ABOUT THIS TASK: From the entries below, return exactly the lines beginning at the one that contains "Query: purple leaf" and ending at the one that contains "like [(329, 239)].", both of them included, and only those lines.

DATASET EXTRACT:
◇ ◇ ◇ ◇ ◇ ◇ ◇

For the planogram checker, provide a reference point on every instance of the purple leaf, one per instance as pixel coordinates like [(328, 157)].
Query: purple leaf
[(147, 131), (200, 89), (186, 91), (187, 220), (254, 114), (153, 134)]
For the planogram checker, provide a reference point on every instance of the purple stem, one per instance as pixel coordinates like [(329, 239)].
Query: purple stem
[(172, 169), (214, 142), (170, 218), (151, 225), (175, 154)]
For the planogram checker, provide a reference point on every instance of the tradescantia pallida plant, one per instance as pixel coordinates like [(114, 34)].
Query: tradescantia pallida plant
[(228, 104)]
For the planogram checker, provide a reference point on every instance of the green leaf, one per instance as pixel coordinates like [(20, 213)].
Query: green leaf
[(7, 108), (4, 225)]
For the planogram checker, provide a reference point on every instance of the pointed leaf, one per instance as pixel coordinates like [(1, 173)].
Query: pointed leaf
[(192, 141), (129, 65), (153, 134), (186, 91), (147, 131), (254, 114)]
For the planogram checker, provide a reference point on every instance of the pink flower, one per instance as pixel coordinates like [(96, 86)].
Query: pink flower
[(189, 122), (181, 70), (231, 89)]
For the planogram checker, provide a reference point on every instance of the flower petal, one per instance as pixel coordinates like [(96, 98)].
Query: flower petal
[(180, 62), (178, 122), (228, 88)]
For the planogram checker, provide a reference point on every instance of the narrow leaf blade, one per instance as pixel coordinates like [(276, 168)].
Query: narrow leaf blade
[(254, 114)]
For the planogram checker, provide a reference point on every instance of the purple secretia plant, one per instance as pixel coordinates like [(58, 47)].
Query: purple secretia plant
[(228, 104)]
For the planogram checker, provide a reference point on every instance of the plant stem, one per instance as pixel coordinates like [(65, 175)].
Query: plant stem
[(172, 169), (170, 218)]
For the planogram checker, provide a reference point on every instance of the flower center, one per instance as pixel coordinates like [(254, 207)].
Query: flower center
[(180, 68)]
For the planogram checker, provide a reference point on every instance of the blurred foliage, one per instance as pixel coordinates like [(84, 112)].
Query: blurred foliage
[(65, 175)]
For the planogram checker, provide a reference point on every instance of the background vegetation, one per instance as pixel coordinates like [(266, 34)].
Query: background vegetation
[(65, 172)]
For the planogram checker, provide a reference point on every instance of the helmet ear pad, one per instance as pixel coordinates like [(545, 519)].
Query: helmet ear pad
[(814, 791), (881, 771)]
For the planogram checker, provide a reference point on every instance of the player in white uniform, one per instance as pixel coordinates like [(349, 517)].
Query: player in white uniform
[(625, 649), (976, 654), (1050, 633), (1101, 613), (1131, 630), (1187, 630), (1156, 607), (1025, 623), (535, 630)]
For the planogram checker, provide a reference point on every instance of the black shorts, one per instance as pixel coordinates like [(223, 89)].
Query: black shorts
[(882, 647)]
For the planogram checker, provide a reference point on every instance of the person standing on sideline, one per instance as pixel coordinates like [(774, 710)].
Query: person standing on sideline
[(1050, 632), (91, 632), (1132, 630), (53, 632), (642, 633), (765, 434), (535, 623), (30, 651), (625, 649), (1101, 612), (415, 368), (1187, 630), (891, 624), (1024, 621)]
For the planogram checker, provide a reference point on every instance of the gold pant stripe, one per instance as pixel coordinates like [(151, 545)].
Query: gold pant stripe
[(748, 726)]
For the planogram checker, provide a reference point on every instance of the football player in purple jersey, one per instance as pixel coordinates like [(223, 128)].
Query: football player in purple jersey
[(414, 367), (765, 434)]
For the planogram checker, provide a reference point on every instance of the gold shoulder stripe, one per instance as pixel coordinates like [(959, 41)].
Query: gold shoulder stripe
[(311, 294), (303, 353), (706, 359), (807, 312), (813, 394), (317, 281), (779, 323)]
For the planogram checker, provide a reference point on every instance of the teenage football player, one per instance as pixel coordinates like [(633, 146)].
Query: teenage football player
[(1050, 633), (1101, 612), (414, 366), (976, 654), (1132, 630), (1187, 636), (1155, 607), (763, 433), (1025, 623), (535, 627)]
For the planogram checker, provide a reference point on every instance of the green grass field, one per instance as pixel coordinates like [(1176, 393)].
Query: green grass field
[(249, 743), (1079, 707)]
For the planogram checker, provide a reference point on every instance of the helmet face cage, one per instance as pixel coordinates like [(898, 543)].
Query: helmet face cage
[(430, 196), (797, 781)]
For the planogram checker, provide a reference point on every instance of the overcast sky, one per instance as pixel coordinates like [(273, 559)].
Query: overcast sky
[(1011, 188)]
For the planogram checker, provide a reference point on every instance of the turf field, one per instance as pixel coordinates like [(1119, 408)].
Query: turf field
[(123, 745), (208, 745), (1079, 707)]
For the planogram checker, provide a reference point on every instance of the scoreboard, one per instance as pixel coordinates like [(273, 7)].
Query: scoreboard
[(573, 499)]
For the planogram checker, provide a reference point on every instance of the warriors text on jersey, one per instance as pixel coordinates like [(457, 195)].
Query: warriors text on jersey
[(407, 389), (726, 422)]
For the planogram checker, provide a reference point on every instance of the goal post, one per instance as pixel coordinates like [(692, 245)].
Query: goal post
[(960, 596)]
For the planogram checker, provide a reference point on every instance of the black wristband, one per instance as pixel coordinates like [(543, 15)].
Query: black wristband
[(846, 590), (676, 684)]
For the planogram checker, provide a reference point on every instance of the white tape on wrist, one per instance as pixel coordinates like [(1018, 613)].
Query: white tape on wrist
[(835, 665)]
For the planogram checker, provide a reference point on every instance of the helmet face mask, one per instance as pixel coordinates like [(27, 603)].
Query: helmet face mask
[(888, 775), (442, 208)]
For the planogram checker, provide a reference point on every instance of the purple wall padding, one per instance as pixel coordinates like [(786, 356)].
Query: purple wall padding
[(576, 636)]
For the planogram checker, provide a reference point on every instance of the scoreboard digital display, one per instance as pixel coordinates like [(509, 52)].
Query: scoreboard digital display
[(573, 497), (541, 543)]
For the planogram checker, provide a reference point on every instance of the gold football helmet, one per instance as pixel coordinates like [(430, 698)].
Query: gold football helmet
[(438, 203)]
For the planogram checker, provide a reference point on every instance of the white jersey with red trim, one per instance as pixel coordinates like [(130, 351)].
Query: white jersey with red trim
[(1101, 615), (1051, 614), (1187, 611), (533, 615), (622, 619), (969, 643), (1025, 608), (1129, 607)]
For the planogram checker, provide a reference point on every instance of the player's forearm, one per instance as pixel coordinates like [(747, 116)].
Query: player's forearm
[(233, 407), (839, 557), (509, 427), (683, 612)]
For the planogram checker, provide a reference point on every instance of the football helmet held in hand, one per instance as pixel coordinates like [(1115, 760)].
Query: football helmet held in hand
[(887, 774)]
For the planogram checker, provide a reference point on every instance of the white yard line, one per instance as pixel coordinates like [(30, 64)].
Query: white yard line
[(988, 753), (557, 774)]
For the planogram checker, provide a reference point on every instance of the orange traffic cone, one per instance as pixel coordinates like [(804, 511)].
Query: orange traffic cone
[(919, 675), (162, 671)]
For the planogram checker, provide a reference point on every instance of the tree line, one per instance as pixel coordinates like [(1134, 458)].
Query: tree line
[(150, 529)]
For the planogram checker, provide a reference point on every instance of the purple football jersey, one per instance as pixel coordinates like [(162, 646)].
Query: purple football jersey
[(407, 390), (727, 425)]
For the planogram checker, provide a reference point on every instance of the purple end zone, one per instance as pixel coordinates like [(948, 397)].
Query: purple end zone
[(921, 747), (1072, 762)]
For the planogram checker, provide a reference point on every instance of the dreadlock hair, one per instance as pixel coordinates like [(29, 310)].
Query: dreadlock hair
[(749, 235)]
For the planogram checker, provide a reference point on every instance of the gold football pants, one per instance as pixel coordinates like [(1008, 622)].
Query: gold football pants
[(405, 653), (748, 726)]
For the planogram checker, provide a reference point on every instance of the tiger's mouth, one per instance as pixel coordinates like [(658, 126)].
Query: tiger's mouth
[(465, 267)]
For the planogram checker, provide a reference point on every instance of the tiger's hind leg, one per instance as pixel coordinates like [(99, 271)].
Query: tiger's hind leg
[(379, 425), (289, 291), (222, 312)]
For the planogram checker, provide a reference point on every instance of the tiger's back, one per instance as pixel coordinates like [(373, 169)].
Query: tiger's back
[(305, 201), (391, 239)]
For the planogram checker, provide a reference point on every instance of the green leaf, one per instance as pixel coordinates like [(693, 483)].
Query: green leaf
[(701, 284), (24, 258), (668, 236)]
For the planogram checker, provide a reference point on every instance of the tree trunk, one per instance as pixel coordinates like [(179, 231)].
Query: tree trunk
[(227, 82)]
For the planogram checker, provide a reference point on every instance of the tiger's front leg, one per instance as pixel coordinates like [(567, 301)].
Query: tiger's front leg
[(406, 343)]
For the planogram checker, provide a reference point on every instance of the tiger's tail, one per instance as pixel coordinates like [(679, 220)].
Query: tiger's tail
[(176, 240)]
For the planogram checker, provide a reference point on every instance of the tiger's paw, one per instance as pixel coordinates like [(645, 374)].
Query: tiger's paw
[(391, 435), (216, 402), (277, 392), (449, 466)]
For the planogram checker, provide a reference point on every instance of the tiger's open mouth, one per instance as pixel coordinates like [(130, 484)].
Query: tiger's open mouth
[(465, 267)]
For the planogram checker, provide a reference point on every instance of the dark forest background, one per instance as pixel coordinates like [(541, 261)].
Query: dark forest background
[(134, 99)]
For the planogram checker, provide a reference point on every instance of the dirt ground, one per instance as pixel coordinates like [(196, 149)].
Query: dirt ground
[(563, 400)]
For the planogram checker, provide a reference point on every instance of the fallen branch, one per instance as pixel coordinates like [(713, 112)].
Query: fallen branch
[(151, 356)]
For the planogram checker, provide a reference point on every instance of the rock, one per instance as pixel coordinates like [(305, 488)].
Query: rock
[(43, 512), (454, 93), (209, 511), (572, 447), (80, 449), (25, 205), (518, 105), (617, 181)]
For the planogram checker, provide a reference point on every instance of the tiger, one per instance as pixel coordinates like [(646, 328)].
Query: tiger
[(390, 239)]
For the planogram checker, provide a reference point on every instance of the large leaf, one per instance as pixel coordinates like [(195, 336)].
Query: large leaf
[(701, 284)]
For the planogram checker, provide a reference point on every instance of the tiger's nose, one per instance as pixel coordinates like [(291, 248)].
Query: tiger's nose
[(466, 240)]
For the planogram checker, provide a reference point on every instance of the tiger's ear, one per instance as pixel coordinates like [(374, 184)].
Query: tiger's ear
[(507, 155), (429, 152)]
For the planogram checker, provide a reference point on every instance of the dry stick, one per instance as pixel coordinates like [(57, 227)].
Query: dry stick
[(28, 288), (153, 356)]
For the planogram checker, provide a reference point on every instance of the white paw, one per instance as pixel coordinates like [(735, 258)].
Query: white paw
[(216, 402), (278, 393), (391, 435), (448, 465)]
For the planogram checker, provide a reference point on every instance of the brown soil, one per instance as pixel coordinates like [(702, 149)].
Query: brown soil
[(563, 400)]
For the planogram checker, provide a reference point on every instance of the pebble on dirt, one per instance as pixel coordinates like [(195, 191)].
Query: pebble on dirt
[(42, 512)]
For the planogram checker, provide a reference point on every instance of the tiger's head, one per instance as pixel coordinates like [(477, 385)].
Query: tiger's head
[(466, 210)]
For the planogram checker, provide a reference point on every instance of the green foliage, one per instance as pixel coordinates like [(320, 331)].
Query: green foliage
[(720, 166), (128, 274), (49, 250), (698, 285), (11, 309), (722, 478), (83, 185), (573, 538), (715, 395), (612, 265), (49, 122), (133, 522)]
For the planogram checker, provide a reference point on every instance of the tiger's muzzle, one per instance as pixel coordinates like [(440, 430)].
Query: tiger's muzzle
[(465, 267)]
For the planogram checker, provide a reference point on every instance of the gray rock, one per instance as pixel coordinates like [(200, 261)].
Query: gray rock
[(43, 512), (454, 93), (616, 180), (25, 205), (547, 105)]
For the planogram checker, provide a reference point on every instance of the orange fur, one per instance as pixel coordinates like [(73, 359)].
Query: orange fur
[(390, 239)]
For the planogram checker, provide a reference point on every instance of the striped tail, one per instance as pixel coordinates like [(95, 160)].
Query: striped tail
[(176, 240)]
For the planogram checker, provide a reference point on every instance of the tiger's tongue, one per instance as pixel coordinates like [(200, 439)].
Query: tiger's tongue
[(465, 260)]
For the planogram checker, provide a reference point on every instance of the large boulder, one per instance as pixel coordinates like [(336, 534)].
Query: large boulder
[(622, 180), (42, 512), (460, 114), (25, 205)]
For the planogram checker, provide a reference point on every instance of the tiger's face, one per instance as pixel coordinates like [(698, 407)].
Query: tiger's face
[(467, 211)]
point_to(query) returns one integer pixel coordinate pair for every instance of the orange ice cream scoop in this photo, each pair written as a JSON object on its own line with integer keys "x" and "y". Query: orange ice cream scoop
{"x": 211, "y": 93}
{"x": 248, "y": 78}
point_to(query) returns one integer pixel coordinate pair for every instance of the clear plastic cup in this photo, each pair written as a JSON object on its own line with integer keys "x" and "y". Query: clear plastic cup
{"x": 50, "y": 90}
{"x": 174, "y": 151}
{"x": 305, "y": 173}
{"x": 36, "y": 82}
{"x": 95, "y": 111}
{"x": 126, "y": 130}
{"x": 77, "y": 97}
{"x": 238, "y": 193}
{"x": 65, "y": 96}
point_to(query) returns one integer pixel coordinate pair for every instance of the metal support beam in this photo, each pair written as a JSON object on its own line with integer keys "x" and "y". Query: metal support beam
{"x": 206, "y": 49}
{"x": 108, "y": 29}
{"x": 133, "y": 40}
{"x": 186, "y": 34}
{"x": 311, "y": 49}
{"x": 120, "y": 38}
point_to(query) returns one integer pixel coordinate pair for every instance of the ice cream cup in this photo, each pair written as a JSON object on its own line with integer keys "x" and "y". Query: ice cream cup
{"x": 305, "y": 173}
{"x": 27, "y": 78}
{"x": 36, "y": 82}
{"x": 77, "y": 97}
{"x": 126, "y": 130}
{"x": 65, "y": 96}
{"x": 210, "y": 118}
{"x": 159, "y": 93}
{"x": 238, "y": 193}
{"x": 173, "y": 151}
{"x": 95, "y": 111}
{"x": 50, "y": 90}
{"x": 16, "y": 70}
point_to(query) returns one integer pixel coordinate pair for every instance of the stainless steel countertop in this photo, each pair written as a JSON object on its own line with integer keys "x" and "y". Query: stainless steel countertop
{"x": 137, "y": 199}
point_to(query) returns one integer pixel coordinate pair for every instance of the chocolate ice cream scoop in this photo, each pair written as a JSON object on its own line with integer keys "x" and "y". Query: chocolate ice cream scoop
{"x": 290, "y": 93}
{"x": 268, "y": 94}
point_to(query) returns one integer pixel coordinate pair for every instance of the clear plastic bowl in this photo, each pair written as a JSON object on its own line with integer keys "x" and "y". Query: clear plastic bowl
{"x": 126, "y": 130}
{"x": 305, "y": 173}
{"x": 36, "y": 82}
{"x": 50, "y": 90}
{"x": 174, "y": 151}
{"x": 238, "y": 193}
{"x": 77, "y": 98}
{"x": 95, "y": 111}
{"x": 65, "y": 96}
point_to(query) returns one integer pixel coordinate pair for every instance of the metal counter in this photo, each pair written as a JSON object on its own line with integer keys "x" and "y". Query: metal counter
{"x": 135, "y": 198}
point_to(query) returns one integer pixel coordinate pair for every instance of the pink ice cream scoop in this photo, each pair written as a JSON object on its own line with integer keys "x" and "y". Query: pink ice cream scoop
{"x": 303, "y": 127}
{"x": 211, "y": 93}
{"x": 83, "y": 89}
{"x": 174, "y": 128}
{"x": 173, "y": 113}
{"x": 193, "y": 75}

◇ ◇ ◇ ◇ ◇ ◇ ◇

ANSWER TO THIS PROBLEM:
Query: purple leaf
[(147, 131), (200, 89), (186, 91), (187, 220), (254, 114), (153, 134)]
For the planogram checker, provide a reference point on every instance of the purple stem, one per instance as pixel coordinates like [(329, 239)].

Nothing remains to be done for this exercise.